MM: Do you think it is appropriate for Third World governments to set limits on foreign investment?

Fazal: I think people should develop their countries based on the resources within the country itself and on utilizing the strengths and assets of the country. I think if one talks about foreign investment, one has to begin to develop criteria of exactly what kind of elements we need from abroad, what kind of skills or technologies we need. There can be a whole mode of systems whereby a country can get these, but it should be [designed] to build on the foundations within the country itself. Just opening up to foreign investment can be destructive in two ways. First, it can create a situation of a borrowing culture and a system whereby the country becomes mortgaged abroad. Second, it allows systems of exploitation of natural wealth that will be against the long-term interest of the country itself. So one should be very, very circumspect of foreign investment There should be very careful criteria developed. Sometimes these so- called foreign investors are very clever, and they actually don't even bring foreign money in. They appear to bring foreign money in, but actually they very quickly strip the resources from the country itself. Foreign investment and the borrowing culture has led people, instead of looking at the strengths of their own community and building on the foundation of self-determination and self- reliance, to believe that the easy way is to get money from outside.

MM: Many institutions which have been responsible for fostering what you are calling the borrowing culture, such as the World Bank, are now referring to concepts such as people-centered development or human resource development. Are they talking about the same concepts you are advocating?

■ Work to be completed
Continue the interview on foreign investment and the borrowing culture from its final line.

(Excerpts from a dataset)
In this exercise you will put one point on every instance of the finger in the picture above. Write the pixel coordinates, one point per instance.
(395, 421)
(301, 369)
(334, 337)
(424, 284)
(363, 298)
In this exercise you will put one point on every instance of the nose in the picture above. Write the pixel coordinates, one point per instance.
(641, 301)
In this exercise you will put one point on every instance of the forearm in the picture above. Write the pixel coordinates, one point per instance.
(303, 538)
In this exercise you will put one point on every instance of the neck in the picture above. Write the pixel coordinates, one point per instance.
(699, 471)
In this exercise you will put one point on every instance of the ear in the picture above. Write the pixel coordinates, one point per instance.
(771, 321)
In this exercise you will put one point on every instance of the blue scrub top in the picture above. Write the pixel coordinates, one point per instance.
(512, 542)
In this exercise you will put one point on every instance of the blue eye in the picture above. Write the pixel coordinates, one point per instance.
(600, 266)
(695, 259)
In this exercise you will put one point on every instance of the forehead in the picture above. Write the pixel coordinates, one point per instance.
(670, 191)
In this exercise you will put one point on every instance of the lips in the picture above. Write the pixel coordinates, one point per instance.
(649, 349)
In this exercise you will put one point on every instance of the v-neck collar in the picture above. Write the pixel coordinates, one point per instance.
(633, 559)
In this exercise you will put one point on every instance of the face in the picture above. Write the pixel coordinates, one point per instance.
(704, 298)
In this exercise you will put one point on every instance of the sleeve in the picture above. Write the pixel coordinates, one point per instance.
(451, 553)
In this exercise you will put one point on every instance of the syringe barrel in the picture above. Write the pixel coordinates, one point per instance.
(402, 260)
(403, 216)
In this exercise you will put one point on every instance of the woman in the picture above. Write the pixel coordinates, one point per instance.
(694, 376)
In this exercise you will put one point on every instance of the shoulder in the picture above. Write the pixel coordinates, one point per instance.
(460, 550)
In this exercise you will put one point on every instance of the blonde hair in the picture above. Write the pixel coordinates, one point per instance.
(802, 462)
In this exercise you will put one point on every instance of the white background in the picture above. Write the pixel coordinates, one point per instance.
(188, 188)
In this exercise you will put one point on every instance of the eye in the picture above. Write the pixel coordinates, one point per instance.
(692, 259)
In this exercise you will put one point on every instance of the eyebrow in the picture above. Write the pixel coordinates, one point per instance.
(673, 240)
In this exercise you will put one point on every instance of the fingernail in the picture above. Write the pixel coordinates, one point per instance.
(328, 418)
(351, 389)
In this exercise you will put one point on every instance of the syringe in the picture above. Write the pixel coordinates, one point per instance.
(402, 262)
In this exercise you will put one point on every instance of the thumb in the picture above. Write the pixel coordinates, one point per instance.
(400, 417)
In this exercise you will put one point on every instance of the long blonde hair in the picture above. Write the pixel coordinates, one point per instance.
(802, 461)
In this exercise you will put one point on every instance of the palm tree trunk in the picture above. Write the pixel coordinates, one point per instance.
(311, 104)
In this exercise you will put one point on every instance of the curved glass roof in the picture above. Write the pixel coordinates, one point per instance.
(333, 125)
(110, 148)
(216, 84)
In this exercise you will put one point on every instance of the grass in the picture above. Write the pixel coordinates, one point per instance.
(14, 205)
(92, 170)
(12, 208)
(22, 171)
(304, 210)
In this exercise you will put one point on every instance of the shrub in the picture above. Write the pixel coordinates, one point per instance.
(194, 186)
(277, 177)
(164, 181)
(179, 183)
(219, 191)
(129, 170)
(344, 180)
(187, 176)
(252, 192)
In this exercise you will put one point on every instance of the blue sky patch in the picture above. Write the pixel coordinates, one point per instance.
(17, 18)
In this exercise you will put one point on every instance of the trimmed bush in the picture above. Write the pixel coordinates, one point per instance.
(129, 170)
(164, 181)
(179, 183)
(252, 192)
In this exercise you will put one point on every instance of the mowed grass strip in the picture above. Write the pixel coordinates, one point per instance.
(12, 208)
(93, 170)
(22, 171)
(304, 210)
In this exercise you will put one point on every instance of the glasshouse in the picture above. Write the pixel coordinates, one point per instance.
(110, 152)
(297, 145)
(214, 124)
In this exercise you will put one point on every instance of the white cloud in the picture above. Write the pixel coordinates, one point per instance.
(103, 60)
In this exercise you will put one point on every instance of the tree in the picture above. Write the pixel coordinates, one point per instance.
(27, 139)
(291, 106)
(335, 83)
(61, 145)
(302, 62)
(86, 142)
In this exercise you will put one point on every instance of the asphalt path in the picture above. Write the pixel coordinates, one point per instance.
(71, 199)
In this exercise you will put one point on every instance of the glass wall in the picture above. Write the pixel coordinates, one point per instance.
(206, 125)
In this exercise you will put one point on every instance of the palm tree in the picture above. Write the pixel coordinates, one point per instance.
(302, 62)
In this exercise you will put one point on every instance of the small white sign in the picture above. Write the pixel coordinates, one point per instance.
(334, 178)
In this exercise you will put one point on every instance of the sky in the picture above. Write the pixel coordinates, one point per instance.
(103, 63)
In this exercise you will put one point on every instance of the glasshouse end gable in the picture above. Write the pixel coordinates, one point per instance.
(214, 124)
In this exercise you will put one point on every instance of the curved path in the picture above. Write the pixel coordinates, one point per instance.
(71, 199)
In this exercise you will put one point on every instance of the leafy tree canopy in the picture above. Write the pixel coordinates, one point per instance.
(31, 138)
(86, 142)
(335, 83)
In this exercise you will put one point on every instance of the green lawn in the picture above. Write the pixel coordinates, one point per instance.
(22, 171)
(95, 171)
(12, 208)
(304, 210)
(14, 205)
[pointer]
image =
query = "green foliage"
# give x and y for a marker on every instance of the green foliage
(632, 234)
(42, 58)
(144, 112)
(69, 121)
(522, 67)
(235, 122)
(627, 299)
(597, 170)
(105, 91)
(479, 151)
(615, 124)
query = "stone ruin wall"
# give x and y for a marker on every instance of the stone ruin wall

■ Result for this task
Fazal: I think increasingly those institutions are realizing that change is not going to come until people are involved. [But] there is still the question of whether it is legitimate for organizations like the World Bank to be in the business of development at all, and whether they are just rhetorically praising these [people-centered] approaches. Fundamentally, because the World Bank is a big lending agency, you still have the problem of not encouraging self-reliance, and of having a mentality of lots of money coming from abroad to make changes. You don't have the development of strong, self-reliant, self- determining local entities that can negotiate with other places on an equal basis. The World Bank is encouraging more trade and open markets. But when you have openness between the very powerful and rich and the very poor, you know which direction the market is going to go: it's going to lead to exploitation of the weak. Nearly everyone [supports] food or textile exports from the Third World to the North. But food or clothes for whom? If one looks at clothes particularly, there is a huge amount of waste that is involved in the global garment industry. One issue is helping Third World people with jobs, but if it is going to be a process of waste, I think there are bigger issues that are involved. Third World people who are making garments should look at making clothes for their own country. Similarly, [Third World farmers] should look at how to grow food to meet the needs in their countries. Look at Asia: 700 million people are in absolute poverty; 600 million people cannot read or write, two-thirds of them women; half of the population has no access to safe drinking water. The challenges in development are to address these issues directly. Making products for export is marginal to the real structures that need to be developed in those countries. I see a recognition now that people-centered development is important. Whether the United Nations or the World Bank or similar institutions are going to change sufficiently to give real meaning instead of lip service to this will be one of the challenges of the nineties. If citizen's organizations learn how to link and multiply, we can change those institutions and the governments their policies reflect.